_Required action_: Retype exactly the lines from the line with "Exercise. Find the blue bottle" to the end of the data, keeping both boundary lines.

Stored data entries
··········
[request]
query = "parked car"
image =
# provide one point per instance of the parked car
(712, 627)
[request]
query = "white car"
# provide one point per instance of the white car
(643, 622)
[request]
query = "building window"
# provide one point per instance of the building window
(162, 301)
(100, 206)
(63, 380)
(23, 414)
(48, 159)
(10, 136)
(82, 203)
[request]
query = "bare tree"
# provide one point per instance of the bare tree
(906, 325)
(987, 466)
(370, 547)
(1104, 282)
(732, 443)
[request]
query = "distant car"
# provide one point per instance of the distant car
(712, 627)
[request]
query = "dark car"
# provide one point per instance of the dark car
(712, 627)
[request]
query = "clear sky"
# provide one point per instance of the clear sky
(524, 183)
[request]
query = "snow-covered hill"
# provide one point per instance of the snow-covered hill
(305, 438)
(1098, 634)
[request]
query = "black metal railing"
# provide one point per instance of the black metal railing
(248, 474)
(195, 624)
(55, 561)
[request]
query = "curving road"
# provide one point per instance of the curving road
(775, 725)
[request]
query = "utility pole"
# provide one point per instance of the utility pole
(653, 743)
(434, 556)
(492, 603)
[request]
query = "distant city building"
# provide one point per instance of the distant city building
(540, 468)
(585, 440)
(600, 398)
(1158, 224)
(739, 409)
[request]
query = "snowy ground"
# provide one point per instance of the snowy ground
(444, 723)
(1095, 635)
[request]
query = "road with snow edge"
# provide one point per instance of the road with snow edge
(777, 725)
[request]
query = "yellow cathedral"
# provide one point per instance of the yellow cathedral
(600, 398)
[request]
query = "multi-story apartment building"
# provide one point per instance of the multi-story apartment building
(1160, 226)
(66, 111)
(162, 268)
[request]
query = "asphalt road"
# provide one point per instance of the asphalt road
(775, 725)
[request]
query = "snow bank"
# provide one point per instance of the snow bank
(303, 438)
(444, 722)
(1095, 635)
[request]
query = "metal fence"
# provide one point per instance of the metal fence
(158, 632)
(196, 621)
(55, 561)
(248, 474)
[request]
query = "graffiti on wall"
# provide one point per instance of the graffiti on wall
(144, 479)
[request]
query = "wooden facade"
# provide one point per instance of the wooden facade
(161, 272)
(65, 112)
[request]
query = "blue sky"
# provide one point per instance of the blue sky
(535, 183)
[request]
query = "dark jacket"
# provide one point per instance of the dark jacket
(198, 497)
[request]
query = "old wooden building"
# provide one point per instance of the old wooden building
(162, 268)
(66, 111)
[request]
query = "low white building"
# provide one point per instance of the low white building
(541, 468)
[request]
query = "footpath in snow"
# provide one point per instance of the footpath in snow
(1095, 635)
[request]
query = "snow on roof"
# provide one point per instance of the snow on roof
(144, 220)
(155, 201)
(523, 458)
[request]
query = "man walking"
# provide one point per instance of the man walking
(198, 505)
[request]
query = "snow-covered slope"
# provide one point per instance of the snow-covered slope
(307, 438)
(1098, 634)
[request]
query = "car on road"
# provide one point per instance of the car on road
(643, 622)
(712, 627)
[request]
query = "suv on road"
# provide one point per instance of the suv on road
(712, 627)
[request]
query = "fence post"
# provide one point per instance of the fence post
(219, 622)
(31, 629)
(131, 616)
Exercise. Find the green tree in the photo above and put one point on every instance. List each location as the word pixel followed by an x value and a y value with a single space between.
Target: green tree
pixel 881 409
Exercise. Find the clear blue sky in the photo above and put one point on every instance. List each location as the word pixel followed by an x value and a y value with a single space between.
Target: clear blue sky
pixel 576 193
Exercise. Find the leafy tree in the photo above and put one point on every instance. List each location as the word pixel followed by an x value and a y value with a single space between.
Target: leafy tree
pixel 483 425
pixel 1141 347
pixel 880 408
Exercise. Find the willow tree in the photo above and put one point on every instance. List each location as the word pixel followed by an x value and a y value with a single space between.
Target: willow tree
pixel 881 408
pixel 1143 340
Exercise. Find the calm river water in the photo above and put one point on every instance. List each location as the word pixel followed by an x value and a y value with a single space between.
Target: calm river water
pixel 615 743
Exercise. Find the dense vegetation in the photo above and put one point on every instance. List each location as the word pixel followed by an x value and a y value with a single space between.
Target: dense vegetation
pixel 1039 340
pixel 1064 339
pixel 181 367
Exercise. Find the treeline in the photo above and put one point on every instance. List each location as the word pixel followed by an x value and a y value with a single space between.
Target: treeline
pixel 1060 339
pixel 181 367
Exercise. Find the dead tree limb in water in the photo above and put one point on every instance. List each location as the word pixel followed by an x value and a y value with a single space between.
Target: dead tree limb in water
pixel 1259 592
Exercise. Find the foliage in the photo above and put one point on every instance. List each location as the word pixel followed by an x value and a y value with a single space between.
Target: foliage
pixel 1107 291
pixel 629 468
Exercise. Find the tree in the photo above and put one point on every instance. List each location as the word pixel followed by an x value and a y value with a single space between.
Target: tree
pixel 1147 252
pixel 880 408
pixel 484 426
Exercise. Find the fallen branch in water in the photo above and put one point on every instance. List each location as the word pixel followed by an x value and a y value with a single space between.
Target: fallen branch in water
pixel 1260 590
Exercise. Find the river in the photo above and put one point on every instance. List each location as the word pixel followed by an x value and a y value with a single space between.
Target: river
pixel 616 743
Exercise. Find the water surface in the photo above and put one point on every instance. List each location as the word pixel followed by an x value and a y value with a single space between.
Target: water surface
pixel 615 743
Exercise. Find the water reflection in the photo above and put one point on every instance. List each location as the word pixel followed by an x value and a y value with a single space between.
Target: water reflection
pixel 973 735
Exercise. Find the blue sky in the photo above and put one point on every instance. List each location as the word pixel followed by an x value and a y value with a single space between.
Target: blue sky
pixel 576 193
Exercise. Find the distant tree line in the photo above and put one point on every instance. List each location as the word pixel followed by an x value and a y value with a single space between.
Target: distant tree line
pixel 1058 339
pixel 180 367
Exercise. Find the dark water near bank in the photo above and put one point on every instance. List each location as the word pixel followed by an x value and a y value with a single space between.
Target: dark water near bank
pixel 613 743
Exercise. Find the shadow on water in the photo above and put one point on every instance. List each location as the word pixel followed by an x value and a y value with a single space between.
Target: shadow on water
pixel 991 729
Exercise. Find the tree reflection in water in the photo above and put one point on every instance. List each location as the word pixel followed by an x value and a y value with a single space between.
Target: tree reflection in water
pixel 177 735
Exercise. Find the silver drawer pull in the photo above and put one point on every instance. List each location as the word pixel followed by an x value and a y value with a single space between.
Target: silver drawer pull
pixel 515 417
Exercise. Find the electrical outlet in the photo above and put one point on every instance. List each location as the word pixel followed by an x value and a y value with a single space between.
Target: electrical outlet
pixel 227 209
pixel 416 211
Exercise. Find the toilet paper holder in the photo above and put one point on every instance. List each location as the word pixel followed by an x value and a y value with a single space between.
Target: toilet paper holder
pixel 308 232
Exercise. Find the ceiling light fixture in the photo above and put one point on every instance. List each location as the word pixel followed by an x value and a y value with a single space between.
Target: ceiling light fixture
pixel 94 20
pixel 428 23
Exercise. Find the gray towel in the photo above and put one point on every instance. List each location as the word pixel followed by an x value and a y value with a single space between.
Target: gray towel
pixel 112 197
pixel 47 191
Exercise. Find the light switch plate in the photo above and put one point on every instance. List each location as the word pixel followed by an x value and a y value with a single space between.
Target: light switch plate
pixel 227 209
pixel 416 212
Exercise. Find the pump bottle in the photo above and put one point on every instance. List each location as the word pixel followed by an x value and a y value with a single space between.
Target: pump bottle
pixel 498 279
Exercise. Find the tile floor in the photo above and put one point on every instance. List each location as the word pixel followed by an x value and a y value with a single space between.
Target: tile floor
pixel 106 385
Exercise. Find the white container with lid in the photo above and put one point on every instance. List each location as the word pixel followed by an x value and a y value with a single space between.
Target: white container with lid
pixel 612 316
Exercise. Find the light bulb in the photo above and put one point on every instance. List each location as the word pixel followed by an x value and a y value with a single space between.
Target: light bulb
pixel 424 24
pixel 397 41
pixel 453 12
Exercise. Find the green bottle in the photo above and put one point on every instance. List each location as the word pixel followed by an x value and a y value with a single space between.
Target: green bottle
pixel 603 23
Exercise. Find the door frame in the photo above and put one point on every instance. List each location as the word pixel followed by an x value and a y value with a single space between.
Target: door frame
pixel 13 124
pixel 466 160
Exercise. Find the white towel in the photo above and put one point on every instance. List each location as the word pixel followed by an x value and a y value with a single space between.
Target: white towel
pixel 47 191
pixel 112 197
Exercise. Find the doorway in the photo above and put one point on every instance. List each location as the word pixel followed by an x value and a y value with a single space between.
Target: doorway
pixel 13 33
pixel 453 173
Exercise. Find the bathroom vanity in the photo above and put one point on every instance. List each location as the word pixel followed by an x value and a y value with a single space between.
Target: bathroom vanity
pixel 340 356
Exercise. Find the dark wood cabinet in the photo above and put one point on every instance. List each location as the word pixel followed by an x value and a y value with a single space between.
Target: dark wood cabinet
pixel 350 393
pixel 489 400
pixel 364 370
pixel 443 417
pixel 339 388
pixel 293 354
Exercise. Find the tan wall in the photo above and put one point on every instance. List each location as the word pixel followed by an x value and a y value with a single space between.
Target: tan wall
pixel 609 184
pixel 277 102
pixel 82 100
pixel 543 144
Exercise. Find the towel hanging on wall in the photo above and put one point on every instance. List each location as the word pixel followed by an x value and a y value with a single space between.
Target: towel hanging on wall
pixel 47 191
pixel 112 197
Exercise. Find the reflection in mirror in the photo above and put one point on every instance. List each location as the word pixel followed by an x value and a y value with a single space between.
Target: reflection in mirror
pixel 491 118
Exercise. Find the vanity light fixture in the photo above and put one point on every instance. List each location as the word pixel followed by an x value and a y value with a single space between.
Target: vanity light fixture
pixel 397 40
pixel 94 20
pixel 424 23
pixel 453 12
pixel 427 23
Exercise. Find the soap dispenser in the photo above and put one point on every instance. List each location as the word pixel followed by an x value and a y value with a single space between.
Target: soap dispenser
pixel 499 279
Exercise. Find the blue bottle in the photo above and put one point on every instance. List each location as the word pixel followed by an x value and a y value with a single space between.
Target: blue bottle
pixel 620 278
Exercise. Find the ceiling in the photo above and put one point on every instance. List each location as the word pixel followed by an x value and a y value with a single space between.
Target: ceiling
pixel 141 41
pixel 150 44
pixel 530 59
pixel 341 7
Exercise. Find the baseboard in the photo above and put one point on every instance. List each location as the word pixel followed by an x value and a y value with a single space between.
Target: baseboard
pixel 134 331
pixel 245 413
··········
_Solution to this task_:
Exercise. Find the blue bottle in the photo above and put one point on every instance. List each location as the word pixel followed by an x value and a y value with a single space between.
Target: blue bottle
pixel 620 278
Exercise. Find the ceiling in the photo above and put one point on every instance. List each location as the word pixel followed by an x value and a y value with a single space between.
Target: ceiling
pixel 141 41
pixel 150 44
pixel 530 59
pixel 341 7
Exercise. Find the baseboard in the photo above and put one point on every instance. List each location as the word pixel followed by an x value and a y value with a single space between.
Target: baseboard
pixel 134 331
pixel 245 413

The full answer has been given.